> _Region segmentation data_
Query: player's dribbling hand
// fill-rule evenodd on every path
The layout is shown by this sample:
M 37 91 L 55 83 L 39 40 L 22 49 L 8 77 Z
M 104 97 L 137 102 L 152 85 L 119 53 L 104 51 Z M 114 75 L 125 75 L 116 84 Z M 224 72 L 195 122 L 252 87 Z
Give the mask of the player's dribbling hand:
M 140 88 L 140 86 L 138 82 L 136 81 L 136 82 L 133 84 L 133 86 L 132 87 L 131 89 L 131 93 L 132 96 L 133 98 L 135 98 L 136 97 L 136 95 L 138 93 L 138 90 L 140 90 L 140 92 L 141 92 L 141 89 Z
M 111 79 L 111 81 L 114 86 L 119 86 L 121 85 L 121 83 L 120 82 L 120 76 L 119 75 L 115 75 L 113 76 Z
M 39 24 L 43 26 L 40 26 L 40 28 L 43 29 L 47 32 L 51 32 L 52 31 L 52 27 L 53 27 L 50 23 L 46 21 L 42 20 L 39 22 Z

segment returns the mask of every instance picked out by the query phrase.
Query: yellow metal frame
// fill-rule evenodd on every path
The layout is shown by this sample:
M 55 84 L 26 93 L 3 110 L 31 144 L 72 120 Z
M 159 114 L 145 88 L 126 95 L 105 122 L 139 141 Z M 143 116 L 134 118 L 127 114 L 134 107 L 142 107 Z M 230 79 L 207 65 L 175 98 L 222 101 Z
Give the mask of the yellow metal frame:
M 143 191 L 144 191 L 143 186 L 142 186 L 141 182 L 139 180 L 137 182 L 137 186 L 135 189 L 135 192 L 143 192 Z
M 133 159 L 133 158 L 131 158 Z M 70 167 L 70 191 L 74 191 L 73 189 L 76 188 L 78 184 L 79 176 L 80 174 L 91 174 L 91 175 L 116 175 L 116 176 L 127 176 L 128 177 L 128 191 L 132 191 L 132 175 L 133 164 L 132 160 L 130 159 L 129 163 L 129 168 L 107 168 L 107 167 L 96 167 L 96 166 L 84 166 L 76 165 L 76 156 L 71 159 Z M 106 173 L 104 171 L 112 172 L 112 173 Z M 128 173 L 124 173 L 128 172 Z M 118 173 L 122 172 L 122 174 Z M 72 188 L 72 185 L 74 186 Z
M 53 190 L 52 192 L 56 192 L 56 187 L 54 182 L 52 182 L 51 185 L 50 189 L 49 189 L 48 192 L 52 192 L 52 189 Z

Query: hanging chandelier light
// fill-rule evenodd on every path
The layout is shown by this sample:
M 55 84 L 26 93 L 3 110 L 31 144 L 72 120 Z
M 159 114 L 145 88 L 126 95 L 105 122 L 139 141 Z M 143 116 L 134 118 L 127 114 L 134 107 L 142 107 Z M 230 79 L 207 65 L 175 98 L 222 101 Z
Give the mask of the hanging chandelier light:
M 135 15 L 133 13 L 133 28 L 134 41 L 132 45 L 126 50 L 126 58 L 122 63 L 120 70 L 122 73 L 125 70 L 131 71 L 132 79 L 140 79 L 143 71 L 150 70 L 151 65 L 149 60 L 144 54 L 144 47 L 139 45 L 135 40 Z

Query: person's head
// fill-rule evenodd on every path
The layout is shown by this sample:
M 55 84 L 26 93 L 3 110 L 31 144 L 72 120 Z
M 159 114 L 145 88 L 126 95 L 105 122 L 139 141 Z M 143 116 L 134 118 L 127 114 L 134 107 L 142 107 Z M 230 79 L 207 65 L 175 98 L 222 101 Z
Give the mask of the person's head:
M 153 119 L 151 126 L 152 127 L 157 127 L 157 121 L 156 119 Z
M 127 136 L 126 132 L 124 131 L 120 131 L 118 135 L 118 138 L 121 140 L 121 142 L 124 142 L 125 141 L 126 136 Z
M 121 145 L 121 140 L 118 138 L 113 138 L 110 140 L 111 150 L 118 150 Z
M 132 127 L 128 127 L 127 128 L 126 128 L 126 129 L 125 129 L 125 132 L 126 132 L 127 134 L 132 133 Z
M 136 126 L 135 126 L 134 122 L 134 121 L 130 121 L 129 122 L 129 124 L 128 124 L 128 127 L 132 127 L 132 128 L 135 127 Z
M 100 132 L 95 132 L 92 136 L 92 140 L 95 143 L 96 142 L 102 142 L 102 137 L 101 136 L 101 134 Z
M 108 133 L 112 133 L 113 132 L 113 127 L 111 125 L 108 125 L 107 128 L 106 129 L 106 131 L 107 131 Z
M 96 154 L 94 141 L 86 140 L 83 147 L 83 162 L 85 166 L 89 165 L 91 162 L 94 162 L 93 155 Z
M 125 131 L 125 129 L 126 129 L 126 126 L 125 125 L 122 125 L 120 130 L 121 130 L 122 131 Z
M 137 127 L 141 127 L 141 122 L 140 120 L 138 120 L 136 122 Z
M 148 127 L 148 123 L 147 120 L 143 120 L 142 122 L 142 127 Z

> _EXERCISE OBJECTIVE_
Copy all of the records above line for line, without changing anything.

> _CORRECT ANSWER_
Query: player's dribbling hand
// fill-rule evenodd on every path
The layout is shown by this sample:
M 37 91 L 55 83 L 39 40 L 22 49 L 8 77 Z
M 104 97 L 137 102 L 152 85 L 119 53 L 104 51 Z M 114 75 L 125 75 L 116 84 Z M 224 72 L 195 122 L 252 87 Z
Give the mask of the player's dribbling hand:
M 140 88 L 140 86 L 138 82 L 136 81 L 136 82 L 133 84 L 133 86 L 132 87 L 131 89 L 131 93 L 132 96 L 133 98 L 135 98 L 136 97 L 136 95 L 138 93 L 138 90 L 140 90 L 140 92 L 141 92 L 141 89 Z
M 111 79 L 111 81 L 114 86 L 119 86 L 121 85 L 121 83 L 120 82 L 120 76 L 119 75 L 115 75 L 113 76 Z
M 39 24 L 43 26 L 40 26 L 40 28 L 43 29 L 47 32 L 51 32 L 52 31 L 52 27 L 53 27 L 50 23 L 46 21 L 42 20 L 39 22 Z

segment returns the mask of every instance picked out by the query phrase.
Query: yellow metal frame
// fill-rule evenodd on every path
The layout is shown by this sample:
M 55 84 L 26 93 L 3 110 L 31 144 L 72 120 Z
M 159 114 L 145 88 L 126 95 L 105 122 L 139 141 Z M 143 116 L 134 118 L 127 114 L 134 107 L 142 107 Z M 230 79 L 207 65 L 175 98 L 222 101 Z
Give the mask of the yellow metal frame:
M 143 191 L 144 191 L 143 186 L 142 186 L 141 182 L 139 180 L 137 182 L 137 186 L 135 189 L 135 192 L 143 192 Z
M 133 159 L 133 158 L 131 158 Z M 70 167 L 70 191 L 74 191 L 73 189 L 76 188 L 78 184 L 79 176 L 80 174 L 91 174 L 91 175 L 116 175 L 116 176 L 127 176 L 128 177 L 128 191 L 132 191 L 132 175 L 133 164 L 132 160 L 130 159 L 129 163 L 129 168 L 107 168 L 107 167 L 96 167 L 96 166 L 84 166 L 76 165 L 76 156 L 71 159 Z M 106 173 L 104 171 L 112 172 L 112 173 Z M 128 173 L 124 173 L 128 172 Z M 118 173 L 122 172 L 122 174 Z M 72 188 L 72 185 L 74 186 Z
M 53 190 L 52 192 L 56 192 L 56 187 L 54 182 L 52 182 L 51 185 L 50 189 L 49 189 L 48 192 L 52 192 L 52 189 Z

Query: hanging chandelier light
// fill-rule evenodd on every path
The layout is shown by this sample:
M 55 84 L 26 93 L 3 110 L 31 144 L 72 120 Z
M 159 114 L 145 88 L 126 95 L 105 122 L 139 141 Z M 143 116 L 134 118 L 127 114 L 134 107 L 142 107 Z M 230 79 L 207 65 L 175 98 L 222 101 Z
Give the mask of the hanging chandelier light:
M 135 15 L 133 13 L 133 28 L 134 41 L 132 45 L 126 50 L 126 58 L 122 63 L 120 70 L 122 73 L 125 70 L 131 71 L 132 79 L 140 79 L 143 71 L 150 70 L 151 65 L 149 60 L 144 54 L 144 47 L 139 45 L 135 40 Z

Query: person's head
// fill-rule evenodd on every path
The layout is shown by this sample:
M 55 84 L 26 93 L 3 110 L 31 144 L 72 120 Z
M 159 114 L 145 88 L 126 95 L 105 122 L 139 141 Z M 143 116 L 134 118 L 127 114 L 134 107 L 142 107 Z M 230 79 L 207 65 L 175 98 L 222 101 Z
Give the mask of the person's head:
M 153 119 L 151 126 L 152 127 L 157 127 L 157 121 L 156 119 Z
M 127 136 L 126 132 L 124 131 L 120 131 L 118 135 L 118 138 L 121 140 L 121 142 L 124 142 L 125 141 L 126 136 Z
M 121 145 L 121 140 L 118 138 L 113 138 L 110 140 L 111 150 L 118 150 Z
M 132 127 L 128 127 L 127 128 L 126 128 L 126 129 L 125 129 L 125 132 L 126 132 L 127 134 L 132 133 Z
M 136 126 L 135 126 L 134 122 L 134 121 L 130 121 L 129 122 L 129 124 L 128 124 L 128 127 L 132 127 L 132 128 L 135 127 Z
M 100 132 L 95 132 L 92 136 L 92 140 L 95 143 L 96 142 L 102 142 L 102 137 L 101 136 L 101 134 Z
M 108 133 L 112 133 L 113 132 L 113 127 L 111 125 L 108 125 L 107 128 L 106 129 L 106 131 L 107 131 Z
M 96 154 L 94 141 L 86 140 L 83 147 L 83 162 L 85 166 L 89 165 L 91 162 L 94 162 L 93 155 Z
M 125 131 L 125 129 L 126 129 L 126 126 L 125 125 L 122 125 L 120 130 L 121 130 L 122 131 Z
M 137 127 L 141 127 L 141 122 L 140 120 L 138 120 L 136 122 Z
M 148 127 L 148 123 L 147 120 L 143 120 L 142 122 L 142 127 Z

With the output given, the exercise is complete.